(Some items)
------------

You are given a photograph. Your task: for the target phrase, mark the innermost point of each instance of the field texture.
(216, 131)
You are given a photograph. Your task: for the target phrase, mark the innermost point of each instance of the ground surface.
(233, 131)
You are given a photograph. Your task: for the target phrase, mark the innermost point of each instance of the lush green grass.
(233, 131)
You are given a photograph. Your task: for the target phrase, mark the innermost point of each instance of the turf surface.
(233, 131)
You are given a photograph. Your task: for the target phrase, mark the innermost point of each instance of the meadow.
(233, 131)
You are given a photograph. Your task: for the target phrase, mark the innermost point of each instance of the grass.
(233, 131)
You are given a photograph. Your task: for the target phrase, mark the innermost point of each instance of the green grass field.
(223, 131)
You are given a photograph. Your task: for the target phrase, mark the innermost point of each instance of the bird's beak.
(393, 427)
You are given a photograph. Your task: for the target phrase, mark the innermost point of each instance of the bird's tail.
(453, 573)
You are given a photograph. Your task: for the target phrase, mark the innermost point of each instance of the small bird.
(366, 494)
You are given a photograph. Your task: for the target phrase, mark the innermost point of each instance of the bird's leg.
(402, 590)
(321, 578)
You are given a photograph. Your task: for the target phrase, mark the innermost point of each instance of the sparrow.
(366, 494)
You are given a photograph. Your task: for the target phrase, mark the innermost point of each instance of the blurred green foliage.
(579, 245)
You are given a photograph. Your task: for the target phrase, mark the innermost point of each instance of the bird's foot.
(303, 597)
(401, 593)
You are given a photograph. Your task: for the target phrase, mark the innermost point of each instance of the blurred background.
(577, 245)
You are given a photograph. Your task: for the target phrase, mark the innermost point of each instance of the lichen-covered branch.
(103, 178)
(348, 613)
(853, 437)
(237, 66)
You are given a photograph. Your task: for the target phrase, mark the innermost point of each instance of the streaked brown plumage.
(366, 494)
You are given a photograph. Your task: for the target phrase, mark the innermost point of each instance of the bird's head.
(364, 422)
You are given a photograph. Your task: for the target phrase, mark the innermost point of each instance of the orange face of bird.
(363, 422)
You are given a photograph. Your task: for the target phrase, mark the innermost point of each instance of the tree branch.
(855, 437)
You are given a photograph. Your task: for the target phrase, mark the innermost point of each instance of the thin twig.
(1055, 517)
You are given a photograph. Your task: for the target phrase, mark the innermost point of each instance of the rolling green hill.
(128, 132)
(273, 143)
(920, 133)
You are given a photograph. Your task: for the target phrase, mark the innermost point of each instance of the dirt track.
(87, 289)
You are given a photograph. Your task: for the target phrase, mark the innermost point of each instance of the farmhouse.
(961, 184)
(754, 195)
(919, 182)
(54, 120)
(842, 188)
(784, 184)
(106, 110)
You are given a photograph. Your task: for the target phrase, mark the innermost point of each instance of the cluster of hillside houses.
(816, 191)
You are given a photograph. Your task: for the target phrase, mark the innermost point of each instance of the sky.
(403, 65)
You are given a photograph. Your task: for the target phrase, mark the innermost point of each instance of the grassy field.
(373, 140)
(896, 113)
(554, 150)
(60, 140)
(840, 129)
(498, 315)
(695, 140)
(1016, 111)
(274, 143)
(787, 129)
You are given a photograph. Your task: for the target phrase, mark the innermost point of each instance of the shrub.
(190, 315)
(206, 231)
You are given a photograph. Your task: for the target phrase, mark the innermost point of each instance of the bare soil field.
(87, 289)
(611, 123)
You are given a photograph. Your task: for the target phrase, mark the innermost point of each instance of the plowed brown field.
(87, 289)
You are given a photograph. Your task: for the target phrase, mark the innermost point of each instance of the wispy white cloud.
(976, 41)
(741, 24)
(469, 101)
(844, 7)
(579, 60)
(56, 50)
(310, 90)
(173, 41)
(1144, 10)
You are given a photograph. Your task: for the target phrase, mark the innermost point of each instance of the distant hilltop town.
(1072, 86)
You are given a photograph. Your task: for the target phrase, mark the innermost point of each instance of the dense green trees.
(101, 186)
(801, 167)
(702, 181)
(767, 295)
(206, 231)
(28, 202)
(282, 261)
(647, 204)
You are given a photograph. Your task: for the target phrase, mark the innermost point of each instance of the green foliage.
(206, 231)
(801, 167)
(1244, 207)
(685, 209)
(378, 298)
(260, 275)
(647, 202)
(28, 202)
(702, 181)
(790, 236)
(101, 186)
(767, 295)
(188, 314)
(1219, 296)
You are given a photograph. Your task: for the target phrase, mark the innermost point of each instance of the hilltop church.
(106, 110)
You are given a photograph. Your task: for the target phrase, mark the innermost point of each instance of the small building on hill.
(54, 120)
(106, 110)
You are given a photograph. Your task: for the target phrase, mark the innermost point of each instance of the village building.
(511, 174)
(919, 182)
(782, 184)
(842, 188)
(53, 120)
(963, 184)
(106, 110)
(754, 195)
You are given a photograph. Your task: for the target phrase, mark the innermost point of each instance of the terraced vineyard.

------------

Prompt ::
Could you copy out every one of the items above word for word?

Expected output ::
You are given a photograph. Your task: for the target phrase, mark the innermost point of each instance of the field texture.
(216, 131)
You are given a photograph. Your task: for the target phrase, mark the innermost point of each instance of the ground surface.
(233, 131)
You are given a photograph. Your task: for the target phrase, mark the innermost point of each instance of the lush green grass.
(233, 131)
You are given a photograph. Your task: for the target phrase, mark the innermost point of each instance of the turf surface.
(233, 131)
You are given a photograph. Your task: for the target phrase, mark the innermost point of each instance of the meadow.
(233, 131)
You are given a photograph. Your task: for the target phrase, mark the innermost point of each instance of the grass.
(233, 131)
You are given a photograph. Your task: for the target phrase, mark the innermost point of each instance of the green grass field.
(223, 131)
You are given a photograph. Your task: for the target phrase, mark the innermost point of each instance of the bird's beak.
(393, 427)
You are given a photograph. Your task: for the target phrase, mark the innermost point of each instance of the bird's tail.
(453, 573)
You are given a photograph. Your task: for the target phrase, mark the innermost point of each instance of the small bird.
(366, 494)
You are given a photograph. Your task: for the target phrase, mark the innermost point of each instance of the bird's leg.
(402, 590)
(321, 578)
You are given a photograph. Your task: for the target phrase, mark the innermost point of each instance of the sparrow.
(366, 494)
You are given a photograph. Your task: for the target phrase, mark the innermost point of each instance of the blurred green foliage.
(579, 245)
You are given a photograph. Your task: for the target phrase, mark the innermost point of each instance of the bird's foot.
(303, 597)
(401, 593)
You are given a photograph. Your task: for the target phrase, mark the innermost point of each instance of the blurred background.
(577, 245)
You are given a photograph. Your task: for the target phrase, mark the innermost point of each instance of the lichen-covered branch.
(103, 178)
(348, 613)
(853, 437)
(237, 66)
You are given a photograph. Your task: for the target phrase, mark the innermost point of each instance of the streaked brown plumage.
(366, 494)
You are given a photograph. Your task: for the target phrase, mark the innermost point of each instance of the bird's head.
(364, 422)
You are given a photograph. Your task: for the target phrase, mark the innermost point of each instance of the orange face of bird.
(363, 422)
You are given a photograph. Your task: for the target phrase, mark the innermost point of each instance of the tree branch.
(855, 437)
You are given a photograph. Your task: for the target phrase, mark the innermost point of each instance of the thin twig.
(1055, 517)
You are given a photograph. Your task: for the target phrase, mark the innermost point of each instance of the rolling green hill.
(128, 132)
(273, 143)
(920, 133)
You are given a photograph. Your task: for the target phrase, mark the innermost point of each instance of the dirt track.
(87, 289)
You are given a photograph. Your task: for the target phrase, mark the innermost point of each instance of the farmhouse.
(961, 184)
(754, 195)
(919, 182)
(54, 120)
(842, 188)
(784, 184)
(106, 110)
You are given a photograph. Your task: for the target phrase, mark the innermost point of each instance of the cluster of hillside houses.
(816, 191)
You are given a photograph. Your task: for the target phrase, mark the innermost point of each instance of the sky.
(403, 65)
You are given a photograph. Your task: for the target phrase, mark the innermost point of each instance of the grassy field.
(373, 140)
(896, 113)
(554, 150)
(60, 140)
(840, 129)
(498, 315)
(695, 140)
(1016, 111)
(274, 143)
(787, 129)
You are given a photograph. Your task: for the target phrase, mark the innermost point of each instance of the shrub.
(190, 315)
(206, 231)
You are given a photograph. Your task: for the target phrase, mark the innermost point of each instance of the bare soil field.
(87, 289)
(611, 123)
You are given a photograph. Your task: for the target phrase, mark the innermost point of each instance of the plowed brown field.
(87, 289)
You are given a photograph. Your task: for the target phrase, mark the innermost point of each instance of the wispy white cloud.
(976, 41)
(741, 24)
(469, 101)
(844, 7)
(579, 60)
(56, 50)
(310, 90)
(173, 41)
(1144, 10)
You are given a photograph. Your task: for the target phrase, mark the innermost point of each instance of the distant hilltop town.
(1072, 86)
You are given a photograph. Your task: for the target phrase, mark the innermost point of each instance of the dense green trees.
(101, 186)
(801, 167)
(702, 181)
(767, 295)
(206, 231)
(28, 202)
(282, 261)
(647, 204)
You are given a photograph. Your task: for the target phrase, mark the innermost point of each instance of the green foliage.
(206, 231)
(801, 167)
(1244, 207)
(685, 209)
(378, 298)
(260, 275)
(647, 202)
(28, 202)
(702, 181)
(790, 236)
(101, 186)
(767, 295)
(188, 314)
(1219, 296)
You are given a photograph. Your task: for the target phrase, mark the innermost point of each instance of the hilltop church.
(106, 110)
You are given a photograph. Your task: for the target phrase, mark the innermost point of each instance of the small building on hill.
(54, 120)
(106, 110)
You are given a photograph. Your task: for the target phrase, mark the innermost point of each instance of the village building.
(511, 174)
(919, 182)
(782, 184)
(842, 188)
(53, 120)
(963, 184)
(106, 110)
(754, 195)
You are given a photograph. Your task: for the target phrase, mark the innermost point of each instance of the terraced vineyard.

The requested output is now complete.